Document passage:
_____
The Herbert M. Baruch Corporation (commonly the Baruch Corporation) was one of the largest general contractors in Southern California during the early to mid-20th century.  During its existence from 1920 to 1955 the company constructed over 500 buildings including Hollywood Bowl, Beverly Hills City Hall, and other major civic and commercial buildings, many of which are now historic buildings.

History
The company was founded by Los Angeles native Herbert M. Baruch (1894-1955) upon his return from military service in World War I.  His family was a prominent pioneer family in Southern California in the early 20th century that originated from Bavaria, and his father Jacob, with his brother Herman,  was a principal in the prominent wholesale grocer Haas, Baruch and Company (one of the other partners was Abraham, father of Walter A. Haas, and this company eventually became Smart & Final).  Mr. Baruch married twice: his first marriage was to Dorothy née Walter (1899-1962) author and educator, and later he married his second wife Rosemary née Bloom (1906-1972), a local socialite.  The first union had two children, Herbert M. Baruch Jr. and Nancy Baruch Smith.  Mr. Baruch was active on several boards including the local Red Cross and Community Chest, an early forerunner to the United Way.  He was also a founding member of the Beach Club, a private social club in Santa Monica.  Despondent over business difficulties and ill health, Mr. Baruch shot himself in his Hollywood Hills residence in 1955.  The business ceased operations the same year.
_____
Dataset section:

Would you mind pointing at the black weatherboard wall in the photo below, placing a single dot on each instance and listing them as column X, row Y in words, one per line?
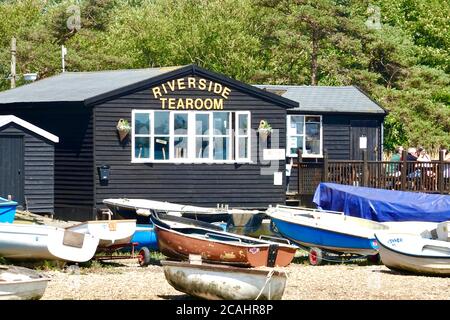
column 27, row 168
column 201, row 184
column 73, row 159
_____
What the task asks: In the Baruch Corporation text, copy the passage that begins at the words "The Herbert M." and stops after "now historic buildings.", swapping "general contractors" for "building firms".

Response:
The Herbert M. Baruch Corporation (commonly the Baruch Corporation) was one of the largest building firms in Southern California during the early to mid-20th century.  During its existence from 1920 to 1955 the company constructed over 500 buildings including Hollywood Bowl, Beverly Hills City Hall, and other major civic and commercial buildings, many of which are now historic buildings.